EXCERPT TO READ:
Using Scenarios to automatically retrain models

Tags
Registered Posts: 1 ✭✭✭

Hi,

I'm new to Dataiku and the community and I'm using Dataiku online. Documentation indicates that scenarios can be used to "Automate the retraining of “saved models” on a regular basis, and only activate the new version if the performance is improved". This is exactly what I need to set up but I can't seem to find examples showing the specific steps I would setup in scenarios to accomplish this. Attaching my current flow (I got an error pasting a screenshot ). Any references to documentation / working examples would be great.

Thank you


Operating system used: windows


Operating system used: windows

Welcome!

It looks like you're new here. Sign in or register to get started.

Answers

  • Dataiker, Dataiku DSS Core Designer, Dataiku DSS ML Practitioner, Dataiku DSS Adv Designer, Registered Posts: 1,270 Dataiker
    edited July 2024

    Hi @StephenEaster
    ,

    Thanks for posting here. Sharing the solution we implemented on your end with the Community.

    Added a custom python step in a scenario :

    import dataiku
    
    # Define variables necessary to run this code (Please assign your own environment's values)
    ANALYSIS_ID = 'XXXXXXX' # The identifier of the visual analysis containing the desired ML task
    ML_TASK_ID = 'XXXXXXX' # The identifier of the desired ML task
    SAVED_MODEL_ID = 'S-RESPONSEMODELING-ngsDEF4J-1656449809436' # The identifier of the saved model when initially running the scenario will use variables later
    TRAINING_RECIPE_NAME = 'train_Predict_Revenue_NDays_Company__regression_' # Name of the training recipe to update for redeploying the model
    
    # client is a DSS API client.
    client = dataiku.api_client()

GIVEN RECORDS:

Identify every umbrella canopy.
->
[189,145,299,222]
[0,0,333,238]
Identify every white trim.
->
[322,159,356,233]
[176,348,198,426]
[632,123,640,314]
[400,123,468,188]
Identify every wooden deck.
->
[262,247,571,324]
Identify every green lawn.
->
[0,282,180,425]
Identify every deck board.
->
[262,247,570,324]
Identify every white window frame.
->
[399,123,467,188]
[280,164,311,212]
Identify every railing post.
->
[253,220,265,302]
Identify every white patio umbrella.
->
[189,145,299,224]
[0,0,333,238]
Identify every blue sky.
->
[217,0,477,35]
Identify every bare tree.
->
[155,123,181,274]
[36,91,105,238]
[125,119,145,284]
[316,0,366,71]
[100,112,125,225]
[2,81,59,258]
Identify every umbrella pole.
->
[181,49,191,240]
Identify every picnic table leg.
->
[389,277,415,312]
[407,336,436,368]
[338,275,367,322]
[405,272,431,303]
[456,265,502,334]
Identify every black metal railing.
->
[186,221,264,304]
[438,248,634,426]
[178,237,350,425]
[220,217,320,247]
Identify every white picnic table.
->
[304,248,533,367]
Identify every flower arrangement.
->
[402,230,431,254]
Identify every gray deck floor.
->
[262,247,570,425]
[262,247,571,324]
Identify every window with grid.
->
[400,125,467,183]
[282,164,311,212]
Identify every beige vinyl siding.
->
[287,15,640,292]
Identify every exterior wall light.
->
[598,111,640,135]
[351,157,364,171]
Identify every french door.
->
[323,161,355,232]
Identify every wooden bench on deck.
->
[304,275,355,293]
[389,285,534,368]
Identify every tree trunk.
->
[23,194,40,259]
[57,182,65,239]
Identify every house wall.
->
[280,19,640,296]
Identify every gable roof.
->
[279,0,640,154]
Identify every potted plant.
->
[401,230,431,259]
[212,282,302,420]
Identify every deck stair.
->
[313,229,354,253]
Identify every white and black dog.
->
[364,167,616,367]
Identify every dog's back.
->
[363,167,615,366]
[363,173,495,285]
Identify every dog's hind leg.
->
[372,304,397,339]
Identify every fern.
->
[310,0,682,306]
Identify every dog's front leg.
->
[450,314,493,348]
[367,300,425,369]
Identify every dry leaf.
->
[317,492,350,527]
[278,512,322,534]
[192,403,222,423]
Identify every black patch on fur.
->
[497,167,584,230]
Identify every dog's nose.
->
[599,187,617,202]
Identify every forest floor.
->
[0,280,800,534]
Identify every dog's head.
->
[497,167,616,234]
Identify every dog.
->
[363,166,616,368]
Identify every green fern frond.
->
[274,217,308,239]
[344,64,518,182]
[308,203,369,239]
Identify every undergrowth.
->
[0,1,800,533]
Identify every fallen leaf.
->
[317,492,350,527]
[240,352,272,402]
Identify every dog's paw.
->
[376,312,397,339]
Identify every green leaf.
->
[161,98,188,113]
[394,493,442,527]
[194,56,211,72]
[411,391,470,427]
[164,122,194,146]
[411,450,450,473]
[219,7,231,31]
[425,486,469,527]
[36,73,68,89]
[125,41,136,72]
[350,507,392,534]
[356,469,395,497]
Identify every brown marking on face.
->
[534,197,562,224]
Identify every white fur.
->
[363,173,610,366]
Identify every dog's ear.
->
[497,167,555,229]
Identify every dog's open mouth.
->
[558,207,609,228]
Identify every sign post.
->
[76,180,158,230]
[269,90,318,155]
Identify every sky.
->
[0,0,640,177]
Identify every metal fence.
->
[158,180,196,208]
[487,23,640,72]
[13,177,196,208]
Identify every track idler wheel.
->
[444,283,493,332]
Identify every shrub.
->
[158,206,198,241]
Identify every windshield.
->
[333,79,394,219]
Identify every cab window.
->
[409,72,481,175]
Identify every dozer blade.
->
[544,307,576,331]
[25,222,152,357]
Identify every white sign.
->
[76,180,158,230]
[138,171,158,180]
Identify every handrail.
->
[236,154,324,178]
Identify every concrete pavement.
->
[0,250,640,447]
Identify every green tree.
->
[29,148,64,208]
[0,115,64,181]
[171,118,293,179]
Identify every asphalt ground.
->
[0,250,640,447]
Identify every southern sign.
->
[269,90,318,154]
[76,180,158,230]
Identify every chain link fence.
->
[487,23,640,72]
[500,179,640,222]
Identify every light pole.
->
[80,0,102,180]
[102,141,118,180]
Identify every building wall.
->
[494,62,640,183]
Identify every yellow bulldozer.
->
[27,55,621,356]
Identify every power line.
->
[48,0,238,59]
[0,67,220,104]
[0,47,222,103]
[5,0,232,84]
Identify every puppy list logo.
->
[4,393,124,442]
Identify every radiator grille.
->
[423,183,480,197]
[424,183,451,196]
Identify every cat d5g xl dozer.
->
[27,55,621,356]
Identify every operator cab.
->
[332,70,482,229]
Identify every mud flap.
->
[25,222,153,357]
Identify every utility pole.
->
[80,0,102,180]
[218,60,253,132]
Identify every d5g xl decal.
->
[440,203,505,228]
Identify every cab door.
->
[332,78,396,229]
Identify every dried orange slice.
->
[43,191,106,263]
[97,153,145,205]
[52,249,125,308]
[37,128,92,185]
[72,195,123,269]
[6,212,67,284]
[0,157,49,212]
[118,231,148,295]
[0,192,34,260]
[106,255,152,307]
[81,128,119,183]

DIRECTIVES:
- A) Answer these questions from the forum thread, one per line:
(i) Which form of Dataiku is the original poster using?
(ii) Which operating system does the post list?
(iii) What kind of step was added to a scenario in the shared solution?
- B) Revise the forum thread from "ANALYSIS_ID = 'XXXXXXX'" up to and including "client = dataiku.api_client()", replacing every instance of "desired ML task" with "target ML task".

WRITTEN RESPONSES:
- A)
(i) Dataiku online
(ii) Windows
(iii) A custom python step

- B)
ANALYSIS_ID = 'XXXXXXX' # The identifier of the visual analysis containing the target ML task
    ML_TASK_ID = 'XXXXXXX' # The identifier of the target ML task
    SAVED_MODEL_ID = 'S-RESPONSEMODELING-ngsDEF4J-1656449809436' # The identifier of the saved model when initially running the scenario will use variables later
    TRAINING_RECIPE_NAME = 'train_Predict_Revenue_NDays_Company__regression_' # Name of the training recipe to update for redeploying the model
    
    # client is a DSS API client.
    client = dataiku.api_client()